START INFORMATION SHOWN
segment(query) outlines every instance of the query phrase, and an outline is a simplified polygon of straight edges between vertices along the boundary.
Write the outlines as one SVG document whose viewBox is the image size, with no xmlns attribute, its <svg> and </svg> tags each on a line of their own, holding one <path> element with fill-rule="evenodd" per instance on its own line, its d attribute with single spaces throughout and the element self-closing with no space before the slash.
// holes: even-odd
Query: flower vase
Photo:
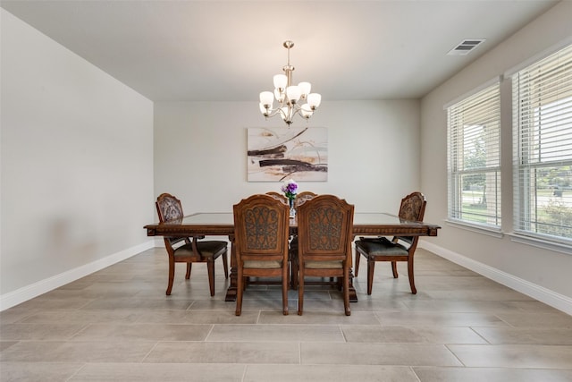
END INFORMATION SHOWN
WHAT TO WORK ON -
Quote every line of the entries above verbatim, leaving out the pictures.

REPLY -
segment(query) outlines every instance of the query phrase, and an outline is a simplified polygon of straight edges between vertices along the boundary.
Write the outlines as one SVG document whose viewBox is the image size, with no xmlns attribute, its <svg> and </svg> tags each on a line of their own, holding one <path> element with fill-rule="evenodd" per instance on its own line, its d attribute with single spaces throughout and the element self-closing with no space before the slash.
// holes: even-odd
Query: flower vase
Photo:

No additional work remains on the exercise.